AVAILABLE DATA section start

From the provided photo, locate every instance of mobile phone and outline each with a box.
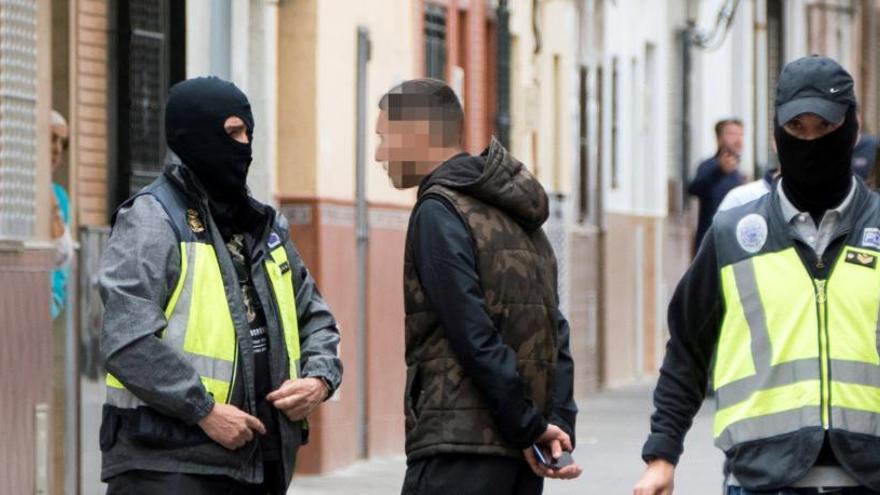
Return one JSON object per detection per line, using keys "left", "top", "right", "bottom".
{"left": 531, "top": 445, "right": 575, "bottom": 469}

AVAILABLE DATA section end
AVAILABLE DATA section start

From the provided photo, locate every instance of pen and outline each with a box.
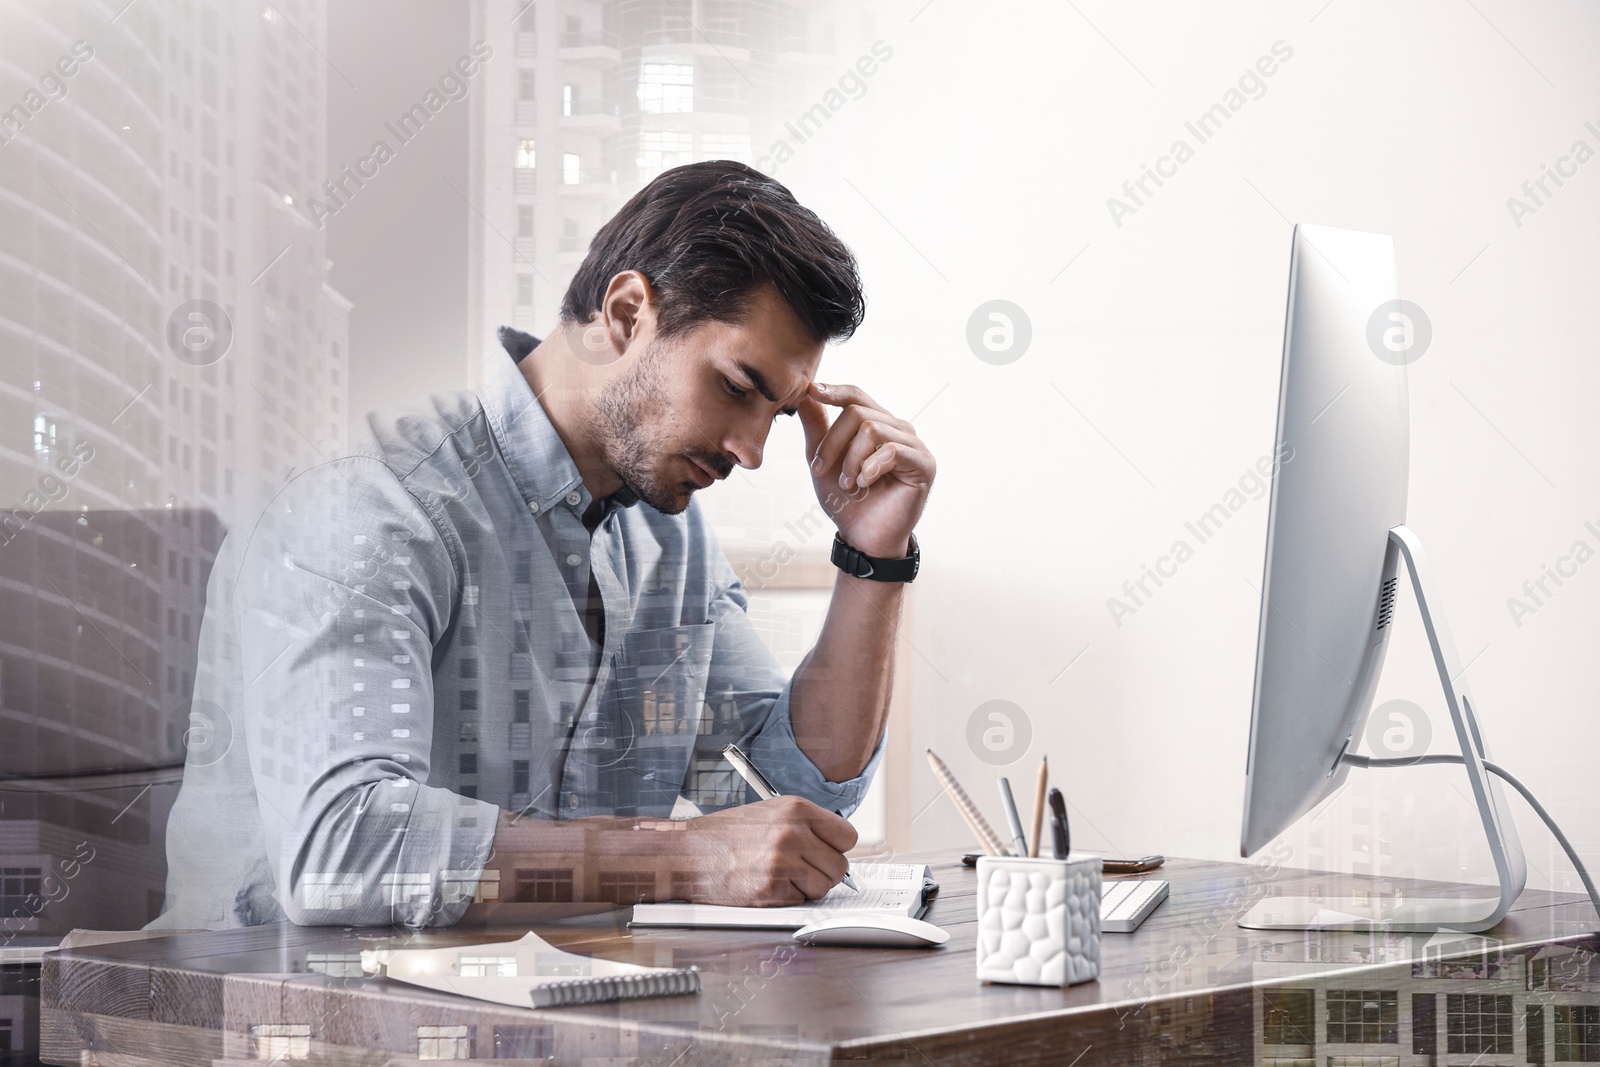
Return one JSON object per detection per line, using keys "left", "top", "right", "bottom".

AVAILABLE DATA section end

- WHAT IS BEING ASKED -
Return all lines from the data that include the string "instance".

- TASK SOLUTION -
From the provided photo, locate every instance of mobile phone and outline each with a box.
From the provided photo, locate every instance of pen and outline each with a box.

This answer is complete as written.